Requirement |
Every line from the one with "Objective: one point per instance of the beach" through the end of the records below should be restated word for word, and nothing outside that span.

Material shown |
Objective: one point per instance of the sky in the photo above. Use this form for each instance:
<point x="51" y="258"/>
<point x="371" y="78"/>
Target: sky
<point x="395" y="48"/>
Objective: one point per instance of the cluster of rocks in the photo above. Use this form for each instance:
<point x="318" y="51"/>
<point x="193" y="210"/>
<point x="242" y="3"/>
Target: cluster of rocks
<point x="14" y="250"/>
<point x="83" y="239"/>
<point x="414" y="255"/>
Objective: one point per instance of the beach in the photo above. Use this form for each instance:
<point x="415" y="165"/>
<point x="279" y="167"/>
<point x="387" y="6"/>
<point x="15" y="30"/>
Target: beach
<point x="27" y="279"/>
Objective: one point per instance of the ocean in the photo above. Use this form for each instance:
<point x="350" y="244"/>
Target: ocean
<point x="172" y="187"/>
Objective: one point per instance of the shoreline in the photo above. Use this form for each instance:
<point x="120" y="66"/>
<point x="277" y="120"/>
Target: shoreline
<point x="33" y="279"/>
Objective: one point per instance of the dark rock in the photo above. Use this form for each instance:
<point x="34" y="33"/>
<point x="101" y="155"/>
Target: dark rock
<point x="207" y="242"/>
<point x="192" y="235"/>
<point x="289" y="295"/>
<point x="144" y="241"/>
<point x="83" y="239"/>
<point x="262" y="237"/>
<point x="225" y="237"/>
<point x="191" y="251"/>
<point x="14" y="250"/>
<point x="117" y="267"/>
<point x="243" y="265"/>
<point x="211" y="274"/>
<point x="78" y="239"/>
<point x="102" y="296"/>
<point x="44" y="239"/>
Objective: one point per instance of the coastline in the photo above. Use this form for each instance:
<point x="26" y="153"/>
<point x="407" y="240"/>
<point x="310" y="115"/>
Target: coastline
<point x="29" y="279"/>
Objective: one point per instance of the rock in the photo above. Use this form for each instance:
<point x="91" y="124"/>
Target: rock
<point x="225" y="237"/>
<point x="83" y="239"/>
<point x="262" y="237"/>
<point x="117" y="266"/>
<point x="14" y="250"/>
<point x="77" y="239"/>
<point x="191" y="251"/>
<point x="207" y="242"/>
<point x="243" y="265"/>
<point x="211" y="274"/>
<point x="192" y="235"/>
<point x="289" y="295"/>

Final result |
Objective: one point per instance of the beach in the photo above. Use this form for each instance:
<point x="415" y="165"/>
<point x="279" y="167"/>
<point x="387" y="6"/>
<point x="15" y="30"/>
Target: beach
<point x="27" y="279"/>
Objective: one point per instance of the ocean in the photo above. Use this form for each instance:
<point x="350" y="244"/>
Target: ocean
<point x="172" y="187"/>
Objective: one point per instance of the shoreline in the photo above. Use this form for each instance:
<point x="120" y="66"/>
<point x="277" y="120"/>
Target: shoreline
<point x="33" y="279"/>
Objective: one point per instance of the dark rock in the photo above. Use this form for each instance:
<point x="34" y="33"/>
<point x="101" y="155"/>
Target: dark rock
<point x="207" y="242"/>
<point x="192" y="235"/>
<point x="289" y="295"/>
<point x="144" y="241"/>
<point x="83" y="239"/>
<point x="262" y="237"/>
<point x="225" y="237"/>
<point x="191" y="251"/>
<point x="14" y="250"/>
<point x="117" y="267"/>
<point x="243" y="265"/>
<point x="211" y="274"/>
<point x="78" y="239"/>
<point x="102" y="296"/>
<point x="44" y="239"/>
Objective: one point per instance of the coastline in the photo above. Use this form for each instance:
<point x="26" y="153"/>
<point x="407" y="240"/>
<point x="310" y="115"/>
Target: coastline
<point x="29" y="279"/>
Objective: one point per instance of the rock in the photo above. Use this form for each instance:
<point x="91" y="124"/>
Target: rock
<point x="225" y="237"/>
<point x="83" y="239"/>
<point x="262" y="237"/>
<point x="117" y="266"/>
<point x="14" y="250"/>
<point x="77" y="239"/>
<point x="191" y="251"/>
<point x="207" y="242"/>
<point x="243" y="265"/>
<point x="211" y="274"/>
<point x="192" y="235"/>
<point x="289" y="295"/>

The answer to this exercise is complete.